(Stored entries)
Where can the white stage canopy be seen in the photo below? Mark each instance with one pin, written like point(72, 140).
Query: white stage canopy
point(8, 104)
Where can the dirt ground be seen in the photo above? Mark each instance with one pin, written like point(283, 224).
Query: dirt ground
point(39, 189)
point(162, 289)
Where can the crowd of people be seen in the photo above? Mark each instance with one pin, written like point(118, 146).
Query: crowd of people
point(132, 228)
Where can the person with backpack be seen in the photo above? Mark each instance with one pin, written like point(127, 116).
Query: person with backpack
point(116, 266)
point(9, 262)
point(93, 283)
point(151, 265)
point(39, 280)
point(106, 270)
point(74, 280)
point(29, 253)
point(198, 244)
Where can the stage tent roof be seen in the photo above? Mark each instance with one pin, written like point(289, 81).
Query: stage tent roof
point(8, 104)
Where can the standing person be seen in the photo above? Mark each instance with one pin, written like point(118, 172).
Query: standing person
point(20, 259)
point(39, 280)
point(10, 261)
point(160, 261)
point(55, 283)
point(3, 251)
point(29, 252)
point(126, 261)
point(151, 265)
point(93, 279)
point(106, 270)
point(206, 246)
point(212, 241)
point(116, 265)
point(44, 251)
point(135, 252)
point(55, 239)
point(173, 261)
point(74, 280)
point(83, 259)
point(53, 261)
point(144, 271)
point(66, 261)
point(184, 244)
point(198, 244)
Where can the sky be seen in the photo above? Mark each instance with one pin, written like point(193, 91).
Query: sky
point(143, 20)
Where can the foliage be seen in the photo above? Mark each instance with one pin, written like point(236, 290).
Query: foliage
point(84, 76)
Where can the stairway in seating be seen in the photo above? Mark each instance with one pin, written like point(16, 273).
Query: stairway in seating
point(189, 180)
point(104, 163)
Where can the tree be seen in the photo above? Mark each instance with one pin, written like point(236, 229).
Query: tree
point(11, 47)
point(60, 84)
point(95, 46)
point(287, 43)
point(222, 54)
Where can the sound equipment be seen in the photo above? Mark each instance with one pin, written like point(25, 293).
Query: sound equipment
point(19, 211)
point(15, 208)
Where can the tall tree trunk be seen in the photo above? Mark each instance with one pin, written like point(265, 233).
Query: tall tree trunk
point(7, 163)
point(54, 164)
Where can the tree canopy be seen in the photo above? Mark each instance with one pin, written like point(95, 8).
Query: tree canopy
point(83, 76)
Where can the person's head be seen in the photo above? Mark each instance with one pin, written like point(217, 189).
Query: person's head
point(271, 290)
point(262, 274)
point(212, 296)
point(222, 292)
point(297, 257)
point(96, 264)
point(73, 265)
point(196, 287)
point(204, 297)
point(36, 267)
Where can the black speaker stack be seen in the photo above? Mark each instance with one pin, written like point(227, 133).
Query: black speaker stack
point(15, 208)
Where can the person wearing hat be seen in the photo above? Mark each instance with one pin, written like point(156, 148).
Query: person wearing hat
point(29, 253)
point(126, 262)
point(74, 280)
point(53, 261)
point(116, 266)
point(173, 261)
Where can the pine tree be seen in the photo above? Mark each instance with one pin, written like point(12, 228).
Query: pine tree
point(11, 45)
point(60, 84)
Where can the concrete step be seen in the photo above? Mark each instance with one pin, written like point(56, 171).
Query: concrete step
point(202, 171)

● **Problem to solve**: Write out all the entries above again, switching every "instance" to "occurrence" and leaving everything else as it is.

● **Solution for this task**:
Where can the white stage canopy be seen in the photo below? Mark each occurrence with one pin, written like point(72, 140).
Query: white stage canopy
point(8, 104)
Where can the dirt ground be seen in the photo above? Mark each occurrence with one pin, written like point(283, 224).
Query: dirt ground
point(39, 189)
point(162, 289)
Where can the crowd of people be seen in the photo above? Mark each occurrence with one pin, written like point(118, 146).
Query: crowd of people
point(132, 228)
Where can the person with backpack be seen in the photo above? Mark each occurrence with one pin, written like point(127, 116).
Query: person with backpack
point(116, 266)
point(9, 262)
point(93, 283)
point(151, 265)
point(39, 280)
point(106, 270)
point(74, 280)
point(29, 253)
point(198, 244)
Where can the stage tent roof be seen in the photo above? Mark each occurrence with one pin, written like point(289, 81).
Query: stage tent roof
point(8, 104)
Where can the standing person be seen in the photo above? Mark each occurrence with one pin, written like point(118, 172).
Query: standing person
point(20, 259)
point(39, 280)
point(10, 261)
point(160, 261)
point(55, 283)
point(3, 251)
point(29, 252)
point(126, 261)
point(151, 265)
point(93, 279)
point(106, 270)
point(206, 246)
point(212, 241)
point(116, 265)
point(44, 251)
point(135, 252)
point(55, 239)
point(173, 261)
point(74, 280)
point(83, 259)
point(53, 261)
point(144, 271)
point(66, 261)
point(184, 244)
point(198, 244)
Where can the sky be seen in the photo above? Mark each occurrence with one pin, written like point(193, 91).
Query: sky
point(143, 20)
Where can the foliage be seen in the photo above? Mark each occurrence with one pin, written like point(236, 290).
Query: foliage
point(84, 76)
Where can the stairway in seating be seen in the photo above? Mark each occurrence with one pin, written like point(16, 273).
Query: stairway in seating
point(189, 180)
point(104, 163)
Where can the tree be seen in the photo above? Mark each occurrence with one pin, written like point(236, 229).
Query: tree
point(11, 47)
point(60, 84)
point(95, 46)
point(287, 43)
point(222, 54)
Where can the sound equipment be seen in the photo above? Mark each occurrence with one pin, written like point(25, 293).
Query: sound equipment
point(19, 211)
point(15, 208)
Where can the tall tree trunk be seen in the photo above? Mark each occurrence with one pin, written like point(265, 233).
Query: tall tree trunk
point(7, 163)
point(54, 164)
Where can the tree canopy be seen in the photo above? Mark each occurrence with one pin, written like point(95, 8).
Query: tree canopy
point(83, 76)
Where can the person's head be seen in the photo above? Mark each occurrence with one pin, written like point(217, 189).
Query: person's head
point(271, 290)
point(262, 274)
point(212, 296)
point(222, 292)
point(297, 257)
point(96, 264)
point(73, 265)
point(196, 287)
point(204, 297)
point(36, 267)
Where can the black speaker stack be seen in the photo above? Mark each occurrence with one pin, written like point(227, 133).
Query: black speaker stack
point(15, 208)
Where can the person wearing hat be seen in the photo above? Mark each occurrence with one pin, written like point(156, 148).
Query: person wearing hat
point(29, 253)
point(126, 262)
point(74, 280)
point(53, 261)
point(116, 266)
point(173, 261)
Where can the pine tree be seen in the photo above? Mark each occurrence with one pin, written like point(12, 228).
Query: pine tree
point(11, 45)
point(60, 84)
Where can the concrete step be seen in the photo above? Mark each occurrence with one pin, written like point(56, 171).
Query: concrete step
point(202, 171)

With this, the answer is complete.